§ **WORK TO BE COMPLETED**:
Write out the data below in full, unchanged, minus the images.

[Records from a dataset]
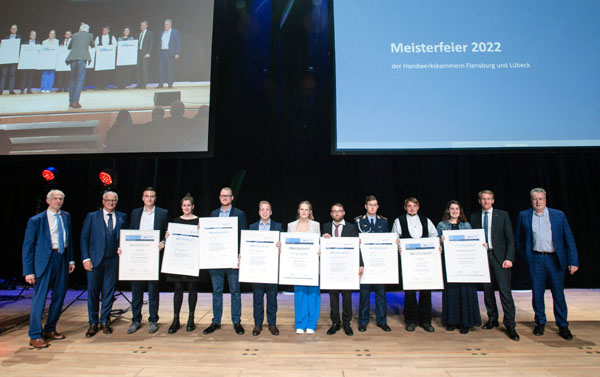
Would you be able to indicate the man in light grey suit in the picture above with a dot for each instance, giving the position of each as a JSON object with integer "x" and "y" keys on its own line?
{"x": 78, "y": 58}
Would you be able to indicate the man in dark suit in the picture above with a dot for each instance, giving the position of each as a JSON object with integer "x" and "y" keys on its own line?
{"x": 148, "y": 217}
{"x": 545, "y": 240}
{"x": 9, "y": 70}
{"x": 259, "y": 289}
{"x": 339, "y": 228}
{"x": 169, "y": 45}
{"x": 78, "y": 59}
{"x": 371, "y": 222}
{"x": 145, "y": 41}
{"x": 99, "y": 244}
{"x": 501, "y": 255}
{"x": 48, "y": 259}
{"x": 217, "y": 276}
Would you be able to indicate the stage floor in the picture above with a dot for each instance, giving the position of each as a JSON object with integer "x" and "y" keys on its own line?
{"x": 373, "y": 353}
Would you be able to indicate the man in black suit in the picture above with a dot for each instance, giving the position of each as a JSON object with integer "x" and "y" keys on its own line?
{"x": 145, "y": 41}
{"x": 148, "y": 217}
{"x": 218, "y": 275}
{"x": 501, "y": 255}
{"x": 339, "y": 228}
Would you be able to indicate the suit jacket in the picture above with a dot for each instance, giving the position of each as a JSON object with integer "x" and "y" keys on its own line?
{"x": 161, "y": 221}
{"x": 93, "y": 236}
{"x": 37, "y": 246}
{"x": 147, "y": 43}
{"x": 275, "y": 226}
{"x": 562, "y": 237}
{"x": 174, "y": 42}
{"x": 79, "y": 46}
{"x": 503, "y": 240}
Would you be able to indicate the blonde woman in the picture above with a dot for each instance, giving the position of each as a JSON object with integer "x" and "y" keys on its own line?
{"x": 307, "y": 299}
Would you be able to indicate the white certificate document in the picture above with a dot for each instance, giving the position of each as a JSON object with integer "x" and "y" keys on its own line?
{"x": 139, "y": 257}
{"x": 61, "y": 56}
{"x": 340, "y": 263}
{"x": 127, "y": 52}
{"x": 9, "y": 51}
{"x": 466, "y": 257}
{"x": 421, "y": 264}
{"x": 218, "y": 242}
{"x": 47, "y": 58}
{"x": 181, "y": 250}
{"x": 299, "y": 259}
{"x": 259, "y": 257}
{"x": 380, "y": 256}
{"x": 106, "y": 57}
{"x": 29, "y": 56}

§ **TASK ANSWER**:
Would you be able to indicate the man in light grey suit in the picture above with a dot for each instance, giving the position of each as a JSON object with integer "x" and "y" keys on its own line?
{"x": 78, "y": 58}
Would you be able to indicate the man in dark suit in the picture above with a dot for each instance, giving the position of each as a JSON object with integer "x" and "y" keys on its own line?
{"x": 148, "y": 217}
{"x": 545, "y": 240}
{"x": 9, "y": 70}
{"x": 259, "y": 289}
{"x": 339, "y": 228}
{"x": 169, "y": 45}
{"x": 78, "y": 59}
{"x": 371, "y": 222}
{"x": 145, "y": 41}
{"x": 99, "y": 244}
{"x": 501, "y": 255}
{"x": 48, "y": 259}
{"x": 217, "y": 276}
Would you be able to indicate the stage floor in the picture above with a dot for each instance, giving the position of each as a JSON object with integer "x" and "y" keys on its own line?
{"x": 373, "y": 353}
Would you be able to indicate the man in black suit in the picture above with a dot for each instance, giving the position of each as a JSON object with integer "x" and "y" keys on its own line?
{"x": 145, "y": 41}
{"x": 148, "y": 217}
{"x": 218, "y": 275}
{"x": 501, "y": 255}
{"x": 339, "y": 228}
Would you be able to indicate the suit jacket in the picture above with a dot for each instance, giving the position of each as a JSON object with integer "x" and "y" keys on its own line?
{"x": 161, "y": 221}
{"x": 93, "y": 236}
{"x": 37, "y": 246}
{"x": 147, "y": 43}
{"x": 275, "y": 226}
{"x": 562, "y": 237}
{"x": 174, "y": 42}
{"x": 79, "y": 46}
{"x": 503, "y": 240}
Would you be able to indicate the blonde woman in the picture above with a dot for each instance, giving the position of each as a JSON object with integer "x" and "y" keys on its own line?
{"x": 307, "y": 299}
Would you be able to indicate the white certificate document in the picture above with a dot for each instance, giving the position of each as a JSON object with integer "x" and "y" keys on its own line?
{"x": 139, "y": 257}
{"x": 61, "y": 56}
{"x": 340, "y": 263}
{"x": 127, "y": 52}
{"x": 9, "y": 51}
{"x": 466, "y": 257}
{"x": 421, "y": 264}
{"x": 218, "y": 242}
{"x": 47, "y": 58}
{"x": 181, "y": 250}
{"x": 299, "y": 259}
{"x": 259, "y": 257}
{"x": 380, "y": 256}
{"x": 106, "y": 57}
{"x": 29, "y": 56}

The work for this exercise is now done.